■ **OPDRACHTEN**:
1. Leg in één tot drie zinnen uit op welke gronden de feiten in de passage over de vaststaande feiten tussen partijen als vaststaand worden aangemerkt.
2. Zet de passage over de vaststaande feiten voort vanaf de laatste zin die wordt getoond.

■ **GEGEVEN PASSAGE**:
####################

2. De vaststaande feiten
Als enerzijds gesteld en anderzijds erkend dan wel niet of onvoldoende gemotiveerd weersproken, gelet ook op de in zoverre niet betwiste inhoud van de in het geding gebrachte producties, staat tussen partijen - voorzover van belang - het volgende vast.
2.1 Partijen doen al geruime tijd zaken met elkaar. Steeds is de daarbij gevolgde handelswijze dat [gedaagde] mondeling haar bestelling bij Potipora plaatst en dat Potipora daarop aan [gedaagde] een orderbevestiging zendt, die [gedaagde] voor akkoord dient te tekenen en dient te retourneren aan Potipora.

####################

[Items voor het identificeren van locaties]
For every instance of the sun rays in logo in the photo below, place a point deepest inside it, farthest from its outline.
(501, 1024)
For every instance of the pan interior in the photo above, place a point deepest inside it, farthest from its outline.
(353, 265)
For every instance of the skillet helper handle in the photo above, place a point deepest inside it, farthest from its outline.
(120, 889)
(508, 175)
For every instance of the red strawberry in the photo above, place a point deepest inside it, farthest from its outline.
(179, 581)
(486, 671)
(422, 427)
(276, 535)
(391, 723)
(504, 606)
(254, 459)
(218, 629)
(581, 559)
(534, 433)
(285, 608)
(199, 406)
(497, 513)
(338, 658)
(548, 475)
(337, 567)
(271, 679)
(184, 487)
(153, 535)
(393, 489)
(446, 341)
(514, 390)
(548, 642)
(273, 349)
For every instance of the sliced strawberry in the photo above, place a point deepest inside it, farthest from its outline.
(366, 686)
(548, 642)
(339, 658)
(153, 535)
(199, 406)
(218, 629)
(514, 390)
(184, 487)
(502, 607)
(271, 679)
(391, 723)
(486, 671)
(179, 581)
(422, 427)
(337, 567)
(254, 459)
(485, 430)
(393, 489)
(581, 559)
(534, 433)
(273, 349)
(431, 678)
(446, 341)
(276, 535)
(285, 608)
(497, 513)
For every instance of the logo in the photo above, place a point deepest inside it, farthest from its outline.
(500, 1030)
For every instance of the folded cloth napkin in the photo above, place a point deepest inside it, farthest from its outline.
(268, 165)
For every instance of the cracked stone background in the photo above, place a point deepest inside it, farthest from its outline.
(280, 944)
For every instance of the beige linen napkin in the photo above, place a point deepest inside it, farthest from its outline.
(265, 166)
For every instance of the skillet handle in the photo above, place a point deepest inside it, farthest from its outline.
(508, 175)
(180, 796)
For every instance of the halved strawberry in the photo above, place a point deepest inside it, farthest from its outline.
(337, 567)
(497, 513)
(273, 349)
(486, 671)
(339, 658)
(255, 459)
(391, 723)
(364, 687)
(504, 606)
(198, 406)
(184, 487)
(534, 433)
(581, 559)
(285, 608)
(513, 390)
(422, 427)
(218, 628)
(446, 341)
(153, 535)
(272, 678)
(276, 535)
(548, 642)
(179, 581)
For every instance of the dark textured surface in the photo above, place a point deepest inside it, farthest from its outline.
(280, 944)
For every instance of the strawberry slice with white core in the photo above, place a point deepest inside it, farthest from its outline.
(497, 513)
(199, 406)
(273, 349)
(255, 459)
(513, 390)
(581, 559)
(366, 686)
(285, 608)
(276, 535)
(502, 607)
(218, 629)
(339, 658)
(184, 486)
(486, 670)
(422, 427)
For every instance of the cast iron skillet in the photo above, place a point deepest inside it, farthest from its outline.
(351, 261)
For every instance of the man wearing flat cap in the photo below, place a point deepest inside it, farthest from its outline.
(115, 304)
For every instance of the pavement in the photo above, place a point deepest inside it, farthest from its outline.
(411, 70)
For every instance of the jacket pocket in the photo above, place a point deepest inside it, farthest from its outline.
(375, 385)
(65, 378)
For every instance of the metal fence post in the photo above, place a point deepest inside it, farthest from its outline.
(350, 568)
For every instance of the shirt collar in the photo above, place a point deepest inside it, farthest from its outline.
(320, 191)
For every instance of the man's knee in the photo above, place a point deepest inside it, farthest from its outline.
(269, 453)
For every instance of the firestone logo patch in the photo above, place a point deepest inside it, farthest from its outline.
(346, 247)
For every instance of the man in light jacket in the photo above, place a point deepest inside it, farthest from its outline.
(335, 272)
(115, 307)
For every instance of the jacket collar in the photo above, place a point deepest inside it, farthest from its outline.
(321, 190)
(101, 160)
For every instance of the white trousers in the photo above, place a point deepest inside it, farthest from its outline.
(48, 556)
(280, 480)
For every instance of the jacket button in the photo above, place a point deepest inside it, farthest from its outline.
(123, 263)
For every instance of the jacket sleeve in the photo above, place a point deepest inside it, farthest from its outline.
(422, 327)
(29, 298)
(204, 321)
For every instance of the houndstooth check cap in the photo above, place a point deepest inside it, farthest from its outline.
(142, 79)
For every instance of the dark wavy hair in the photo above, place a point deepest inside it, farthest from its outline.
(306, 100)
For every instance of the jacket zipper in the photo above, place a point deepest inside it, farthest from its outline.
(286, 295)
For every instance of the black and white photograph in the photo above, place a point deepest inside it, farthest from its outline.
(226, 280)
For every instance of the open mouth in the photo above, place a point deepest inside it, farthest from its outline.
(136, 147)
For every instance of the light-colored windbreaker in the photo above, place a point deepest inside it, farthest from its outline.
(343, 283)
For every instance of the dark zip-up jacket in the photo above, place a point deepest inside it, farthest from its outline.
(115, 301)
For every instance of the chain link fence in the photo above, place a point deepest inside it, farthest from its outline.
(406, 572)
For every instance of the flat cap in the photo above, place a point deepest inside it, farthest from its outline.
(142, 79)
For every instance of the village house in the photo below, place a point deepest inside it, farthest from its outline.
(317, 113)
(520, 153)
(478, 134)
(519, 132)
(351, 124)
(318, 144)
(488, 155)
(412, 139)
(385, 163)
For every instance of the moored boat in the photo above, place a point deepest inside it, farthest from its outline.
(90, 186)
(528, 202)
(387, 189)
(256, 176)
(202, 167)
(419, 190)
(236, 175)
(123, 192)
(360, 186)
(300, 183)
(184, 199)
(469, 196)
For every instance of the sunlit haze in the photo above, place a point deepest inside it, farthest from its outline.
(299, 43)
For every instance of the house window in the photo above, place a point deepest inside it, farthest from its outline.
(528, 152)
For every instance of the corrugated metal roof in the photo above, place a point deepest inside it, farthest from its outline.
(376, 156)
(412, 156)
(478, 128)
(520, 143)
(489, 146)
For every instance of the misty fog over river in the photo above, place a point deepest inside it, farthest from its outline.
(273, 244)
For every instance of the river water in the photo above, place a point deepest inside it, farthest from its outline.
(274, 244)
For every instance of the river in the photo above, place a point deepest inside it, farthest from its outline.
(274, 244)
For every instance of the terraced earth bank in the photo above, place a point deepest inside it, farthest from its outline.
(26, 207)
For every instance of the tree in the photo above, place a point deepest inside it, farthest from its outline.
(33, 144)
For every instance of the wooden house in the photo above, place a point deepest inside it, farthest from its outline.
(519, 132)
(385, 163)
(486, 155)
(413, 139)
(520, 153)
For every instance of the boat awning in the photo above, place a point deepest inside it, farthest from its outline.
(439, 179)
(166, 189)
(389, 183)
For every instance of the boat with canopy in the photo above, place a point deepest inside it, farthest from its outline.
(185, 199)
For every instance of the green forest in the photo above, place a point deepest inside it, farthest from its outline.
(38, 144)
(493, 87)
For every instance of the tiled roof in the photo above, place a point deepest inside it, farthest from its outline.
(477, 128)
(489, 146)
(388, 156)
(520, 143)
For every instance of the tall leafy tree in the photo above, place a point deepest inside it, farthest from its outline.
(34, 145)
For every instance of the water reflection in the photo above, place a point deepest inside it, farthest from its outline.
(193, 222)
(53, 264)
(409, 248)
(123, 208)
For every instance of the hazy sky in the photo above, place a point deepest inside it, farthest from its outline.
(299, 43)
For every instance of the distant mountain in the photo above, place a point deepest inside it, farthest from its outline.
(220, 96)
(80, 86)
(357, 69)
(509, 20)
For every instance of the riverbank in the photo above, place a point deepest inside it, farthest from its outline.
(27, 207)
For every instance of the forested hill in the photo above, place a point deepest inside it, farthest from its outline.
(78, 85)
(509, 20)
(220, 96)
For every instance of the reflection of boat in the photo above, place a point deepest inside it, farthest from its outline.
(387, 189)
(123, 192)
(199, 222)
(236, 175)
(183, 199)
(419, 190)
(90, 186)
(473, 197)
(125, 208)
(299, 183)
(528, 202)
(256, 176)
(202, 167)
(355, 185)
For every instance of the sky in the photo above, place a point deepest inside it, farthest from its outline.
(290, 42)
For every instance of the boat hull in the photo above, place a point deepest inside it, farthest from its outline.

####################

■ **ANTWOORDEN**:
1. De feiten staan vast omdat zij door de ene partij zijn gesteld en door de andere partij zijn erkend, of niet of onvoldoende gemotiveerd zijn weersproken. Daarbij is ook gelet op de inhoud van de in het geding gebrachte producties, voor zover die inhoud niet is betwist.

2.
2.2 Op 21 november 2005 heeft Potipora bij emailbericht aan [gedaagde] een orderbevestiging (GAPOT095051) gestuurd voor de levering van in totaal 1430 dozen druiven onder de bepaling ‘Net Prices FOT Seabrex Fruit Terminal Per Carton’ tegen een prijs van € 19.305,-.
2.3 [gedaagde] heeft de orderbevestiging geaccordeerd.
2.4 [gedaagde] heeft druiven opgehaald bij Seabrex Terminal te Rotterdam en behouden.
2.5 Potipora heeft [gedaagde] een factuur d.d. 22 november 2005 ten bedrage van
€ 19.305,- gezonden. Op de factuur staat, onder meer, in de kop orderbevestigingsnummer ‘GAPOT095051’ en invoice nr. 903/05 vermeld.
2.6 Seabrex heeft bij emailbericht van 22 november 2005 aan Potipora een afleverbewijs gezonden waarin zij, kort gezegd, aangeeft van opdrachtgever Potipora aan ontvanger [gedaagde] 1100 en 330 dozen te hebben afgegeven.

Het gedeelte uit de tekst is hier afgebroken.